§ Short exercise: Rewrite the records below as a numbered list, with any blank lines dropped.
··· Supplied records
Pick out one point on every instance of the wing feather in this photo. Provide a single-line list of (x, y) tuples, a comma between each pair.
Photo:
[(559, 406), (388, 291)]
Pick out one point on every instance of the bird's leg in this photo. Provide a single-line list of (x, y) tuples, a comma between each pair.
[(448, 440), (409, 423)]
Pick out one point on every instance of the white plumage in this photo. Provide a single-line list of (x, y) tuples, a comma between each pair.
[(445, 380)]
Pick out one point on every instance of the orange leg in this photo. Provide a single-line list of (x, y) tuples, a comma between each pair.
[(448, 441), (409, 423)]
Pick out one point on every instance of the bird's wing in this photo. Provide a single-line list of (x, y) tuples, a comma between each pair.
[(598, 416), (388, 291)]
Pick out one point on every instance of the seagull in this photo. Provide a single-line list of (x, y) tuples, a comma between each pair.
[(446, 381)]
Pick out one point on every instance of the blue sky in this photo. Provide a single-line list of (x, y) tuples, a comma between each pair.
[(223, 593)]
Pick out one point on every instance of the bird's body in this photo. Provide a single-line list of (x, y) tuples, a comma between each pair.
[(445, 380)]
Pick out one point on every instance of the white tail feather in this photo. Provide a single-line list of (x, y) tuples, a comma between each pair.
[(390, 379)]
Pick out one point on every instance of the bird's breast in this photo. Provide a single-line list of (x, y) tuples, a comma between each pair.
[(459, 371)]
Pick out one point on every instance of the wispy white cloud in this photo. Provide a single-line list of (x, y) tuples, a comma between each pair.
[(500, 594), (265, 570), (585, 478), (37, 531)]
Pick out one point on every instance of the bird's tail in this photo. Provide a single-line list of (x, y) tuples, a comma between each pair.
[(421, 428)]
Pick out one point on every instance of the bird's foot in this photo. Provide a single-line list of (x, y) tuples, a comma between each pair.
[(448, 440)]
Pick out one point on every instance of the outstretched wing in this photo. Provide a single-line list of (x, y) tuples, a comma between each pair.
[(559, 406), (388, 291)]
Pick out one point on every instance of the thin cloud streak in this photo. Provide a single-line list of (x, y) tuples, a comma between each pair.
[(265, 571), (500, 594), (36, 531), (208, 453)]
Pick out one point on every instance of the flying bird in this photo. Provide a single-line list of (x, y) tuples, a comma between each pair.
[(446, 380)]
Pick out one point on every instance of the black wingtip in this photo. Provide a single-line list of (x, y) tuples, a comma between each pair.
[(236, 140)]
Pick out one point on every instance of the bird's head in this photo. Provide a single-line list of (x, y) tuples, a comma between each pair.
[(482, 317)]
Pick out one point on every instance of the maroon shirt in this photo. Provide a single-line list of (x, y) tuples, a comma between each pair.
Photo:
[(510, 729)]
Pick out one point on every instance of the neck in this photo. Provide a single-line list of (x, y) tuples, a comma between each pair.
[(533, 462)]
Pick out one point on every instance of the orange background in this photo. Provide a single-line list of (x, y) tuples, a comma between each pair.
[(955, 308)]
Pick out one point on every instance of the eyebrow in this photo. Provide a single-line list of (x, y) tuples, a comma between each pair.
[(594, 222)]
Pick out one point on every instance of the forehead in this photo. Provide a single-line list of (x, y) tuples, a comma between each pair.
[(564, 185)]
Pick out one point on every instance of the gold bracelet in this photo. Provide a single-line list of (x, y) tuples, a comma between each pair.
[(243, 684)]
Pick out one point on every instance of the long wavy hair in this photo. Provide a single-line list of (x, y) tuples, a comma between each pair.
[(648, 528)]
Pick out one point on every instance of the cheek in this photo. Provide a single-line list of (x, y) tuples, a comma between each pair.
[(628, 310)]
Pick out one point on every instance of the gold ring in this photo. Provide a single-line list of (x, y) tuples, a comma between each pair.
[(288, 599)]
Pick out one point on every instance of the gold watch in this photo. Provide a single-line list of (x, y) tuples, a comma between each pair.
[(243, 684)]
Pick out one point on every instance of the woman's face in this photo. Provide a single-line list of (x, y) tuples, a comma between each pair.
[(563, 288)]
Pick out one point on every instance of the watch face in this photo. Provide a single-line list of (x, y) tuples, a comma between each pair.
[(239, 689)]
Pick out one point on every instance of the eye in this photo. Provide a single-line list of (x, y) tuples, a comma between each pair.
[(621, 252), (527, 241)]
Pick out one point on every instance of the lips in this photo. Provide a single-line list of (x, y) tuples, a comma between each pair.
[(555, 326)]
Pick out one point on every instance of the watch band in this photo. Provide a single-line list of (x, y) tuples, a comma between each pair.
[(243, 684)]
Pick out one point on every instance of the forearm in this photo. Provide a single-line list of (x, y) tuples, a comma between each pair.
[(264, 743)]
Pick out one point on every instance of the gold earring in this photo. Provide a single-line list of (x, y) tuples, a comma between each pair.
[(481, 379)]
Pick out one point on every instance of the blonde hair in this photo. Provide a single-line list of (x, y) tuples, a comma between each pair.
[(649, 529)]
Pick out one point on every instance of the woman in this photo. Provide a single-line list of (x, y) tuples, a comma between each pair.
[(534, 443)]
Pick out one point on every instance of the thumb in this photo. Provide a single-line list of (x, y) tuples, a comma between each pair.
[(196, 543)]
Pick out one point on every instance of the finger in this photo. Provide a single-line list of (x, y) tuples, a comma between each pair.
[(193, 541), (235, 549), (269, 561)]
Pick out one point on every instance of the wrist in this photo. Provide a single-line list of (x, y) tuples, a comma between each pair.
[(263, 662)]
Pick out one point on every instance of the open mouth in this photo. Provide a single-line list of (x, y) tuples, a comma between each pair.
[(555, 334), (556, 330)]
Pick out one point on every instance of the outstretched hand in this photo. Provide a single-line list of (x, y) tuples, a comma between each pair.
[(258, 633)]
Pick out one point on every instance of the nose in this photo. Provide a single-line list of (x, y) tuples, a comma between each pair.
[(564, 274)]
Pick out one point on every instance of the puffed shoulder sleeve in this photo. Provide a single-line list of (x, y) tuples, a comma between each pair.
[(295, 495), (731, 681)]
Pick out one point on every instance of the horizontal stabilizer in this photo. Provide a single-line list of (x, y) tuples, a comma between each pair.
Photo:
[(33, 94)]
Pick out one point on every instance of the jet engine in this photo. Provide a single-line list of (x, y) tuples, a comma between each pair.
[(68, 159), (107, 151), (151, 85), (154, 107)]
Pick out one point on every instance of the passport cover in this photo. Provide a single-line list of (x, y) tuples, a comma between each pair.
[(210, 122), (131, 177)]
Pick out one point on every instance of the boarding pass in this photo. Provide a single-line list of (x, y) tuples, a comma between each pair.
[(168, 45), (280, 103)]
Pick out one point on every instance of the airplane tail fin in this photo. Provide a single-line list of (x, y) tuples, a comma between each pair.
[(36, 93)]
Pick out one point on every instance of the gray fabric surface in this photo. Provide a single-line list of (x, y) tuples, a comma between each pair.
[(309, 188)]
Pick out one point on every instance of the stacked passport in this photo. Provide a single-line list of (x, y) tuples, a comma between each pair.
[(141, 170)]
······
§ Full output:
1. Pick out one point on every instance of the wing feather in this photo. Provide a single-line list of (x, y) tuples, a comma between each pair.
2. Photo:
3. [(559, 406), (388, 291)]
4. Pick out one point on every instance of the bird's leg in this photo. Provide a single-line list of (x, y) tuples, a comma between each pair.
5. [(448, 440), (409, 423)]
6. Pick out one point on every instance of the white plumage in this photo. Provide a single-line list of (x, y) tuples, a comma between each pair.
7. [(445, 380)]
8. Pick out one point on every instance of the orange leg in this photo. Provide a single-line list of (x, y) tuples, a comma between each pair.
9. [(448, 441), (409, 423)]
10. Pick out one point on every instance of the bird's wing in this photo. Provide a single-line list of (x, y) tuples, a comma between each pair.
11. [(598, 416), (388, 291)]
12. Pick out one point on every instance of the seagull in this photo. Provide a single-line list of (x, y) tuples, a comma between each pair.
13. [(446, 381)]
14. Pick out one point on every instance of the blue sky in this photo. Provide a single-line list of (x, y) tuples, a comma between each pair.
15. [(223, 593)]
16. Pick out one point on every instance of the bird's body in this photo. Provide a single-line list of (x, y) tuples, a comma between each pair.
17. [(445, 380)]
18. Pick out one point on every instance of the white tail feather in this photo. Provide a single-line list of (x, y) tuples, a comma between each pair.
19. [(390, 379)]
20. Pick out one point on every instance of the bird's breast in this photo. Provide a single-line list of (x, y) tuples, a comma between each pair.
21. [(459, 371)]
22. Pick out one point on every instance of the wispy white cloud in this photo. Provide a single-line list of (x, y) tuples, a comma between each pair.
23. [(500, 594), (265, 570), (585, 478), (37, 531)]
24. Pick out one point on every instance of the bird's tail in this photo. Provide a single-line list of (x, y) tuples, a comma between each pair.
25. [(421, 428)]
26. Pick out one point on every instance of the bird's foot in this photo. Provide a single-line list of (x, y) tuples, a comma between each pair.
27. [(448, 440)]
28. Pick out one point on every instance of the outstretched wing in this photo. Provide a single-line list of (x, y) tuples, a comma between each pair.
29. [(559, 406), (388, 291)]
30. Pick out one point on every instance of the thin cloud streak in this photo. Provide a single-line list of (x, y) tuples, a comma between each pair.
31. [(265, 571), (500, 594), (36, 531), (208, 453)]
32. Pick out one point on every instance of the flying bird in this photo. Provide a single-line list of (x, y) tuples, a comma between each pair.
33. [(446, 380)]
34. Pick out one point on every instance of the black wingtip in this photo. Provide a single-line list of (x, y) tuples, a comma between each pair.
35. [(236, 140)]
36. Pick out one point on every instance of the bird's head in this photo. Provide a single-line list of (x, y) tuples, a comma between each pair.
37. [(482, 317)]
38. Pick out one point on every instance of the maroon shirt in this photo. Provide a single-line list of (x, y) tuples, a comma between each pair.
39. Photo:
40. [(510, 729)]
41. Pick out one point on every instance of the neck in this photo. Provide a single-line list of (x, y) tuples, a comma between each pair.
42. [(533, 462)]
43. Pick out one point on every instance of the orange background in this photo. Provide a single-line list of (x, y) tuples, a comma between each pair.
44. [(955, 308)]
45. Pick out one point on every instance of the eyebrow in this photo. Provide a single-line list of (x, y) tuples, a comma between each pair.
46. [(594, 222)]
47. Pick out one point on every instance of the forehead in this photo. Provide a single-line list of (x, y) tuples, a comma between each pair.
48. [(564, 185)]
49. Pick out one point on every instance of the gold bracelet in this photo. Provide a single-line list of (x, y) tuples, a comma between each pair.
50. [(243, 684)]
51. Pick out one point on every instance of the long wavy hair in this photo. Provide a single-line list of (x, y) tuples, a comma between each pair.
52. [(648, 528)]
53. Pick out one point on every instance of the cheek in this photo. Provide a single-line list of (x, y) tuples, a comma between each pair.
54. [(628, 310)]
55. Pick out one point on every instance of the gold ring in this photo. Provide a single-line list of (x, y) tuples, a comma between each pair.
56. [(288, 599)]
57. Pick out one point on every instance of the gold watch in this photo. Provide a single-line list of (x, y) tuples, a comma between each pair.
58. [(243, 684)]
59. Pick out one point on every instance of the woman's face in this photo. Provide a single-line list of (x, y) tuples, a comma between each pair.
60. [(563, 288)]
61. Pick out one point on every instance of the watch face in this photo. Provide a single-line list of (x, y) tuples, a comma between each pair.
62. [(239, 689)]
63. Pick out one point on every instance of the eye in this photo. Provide a single-line list of (x, y) tuples, a comma between each pair.
64. [(621, 252), (527, 241)]
65. Pick out one point on every instance of the lips in this photo. Provide a single-line list of (x, y) tuples, a comma between each pair.
66. [(555, 326)]
67. Pick out one point on every instance of the watch band in this photo. Provide a single-line list of (x, y) tuples, a comma between each pair.
68. [(243, 684)]
69. Pick out one point on every instance of the forearm in this photo. Provide a single-line list of (x, y) tuples, a comma between each pair.
70. [(264, 743)]
71. Pick out one point on every instance of the gold earring in this photo. Provide a single-line list of (x, y) tuples, a comma between each pair.
72. [(481, 379)]
73. Pick out one point on every instance of the blonde hair in this photo. Provide a single-line list of (x, y) tuples, a comma between each pair.
74. [(649, 529)]
75. Pick out one point on every instance of the woman in this photo. Provide a single-line list of (x, y) tuples, a comma between each pair.
76. [(534, 443)]
77. Pick out one point on every instance of the thumb in this photo. Provide a single-line list of (x, y) tuples, a comma between each pair.
78. [(196, 543)]
79. Pick out one point on every instance of the finger in this photo. Provide a single-line list of (x, y) tuples, a comma between each pair.
80. [(193, 541), (235, 549), (269, 561)]
81. Pick out one point on every instance of the wrist in this photo. Provide a single-line list of (x, y) tuples, a comma between each pair.
82. [(263, 662)]
83. Pick out one point on every instance of the open mouth in this photo. Provide a single-line list of (x, y) tuples, a comma between each pair.
84. [(555, 334), (556, 330)]
85. Pick out one point on every instance of the outstretched hand in this photo. Provide a single-line list of (x, y) tuples, a comma between each pair.
86. [(258, 633)]
87. Pick out one point on every instance of the nose in this photo. Provide a single-line list of (x, y) tuples, a comma between each pair.
88. [(564, 274)]
89. Pick out one point on every instance of the puffed shoulder sleeve in this photo. Provide a single-line list of (x, y) tuples, a comma between each pair.
90. [(295, 495), (731, 681)]
91. Pick out one point on every instance of the horizontal stabilizer in this photo. Provide a single-line list of (x, y) tuples, a comma between each pair.
92. Photo:
93. [(33, 94)]
94. Pick out one point on every instance of the jet engine in this photo. Provide a single-line list of (x, y) tuples, a comma between each pair.
95. [(68, 159), (107, 151), (151, 85), (154, 107)]
96. Pick out one point on every instance of the passport cover in this photo. Provide a single-line list of (x, y) tuples, a comma between each pair.
97. [(210, 122), (131, 177)]
98. Pick out one point on every instance of the boarding pass in this photo. Provide a single-line list of (x, y) tuples, a comma between each pair.
99. [(168, 45), (280, 103)]
100. Pick out one point on every instance of the airplane tail fin in this photo. Provide a single-line list of (x, y) tuples, a comma between each pair.
101. [(36, 93)]
102. Pick out one point on every instance of the gray fabric surface in this photo. Provide a single-line list of (x, y) tuples, a comma between each pair.
103. [(309, 188)]
104. Pick out one point on every instance of the stacked passport in this photo. Provide a single-line list of (x, y) tuples, a comma between each pair.
105. [(141, 170)]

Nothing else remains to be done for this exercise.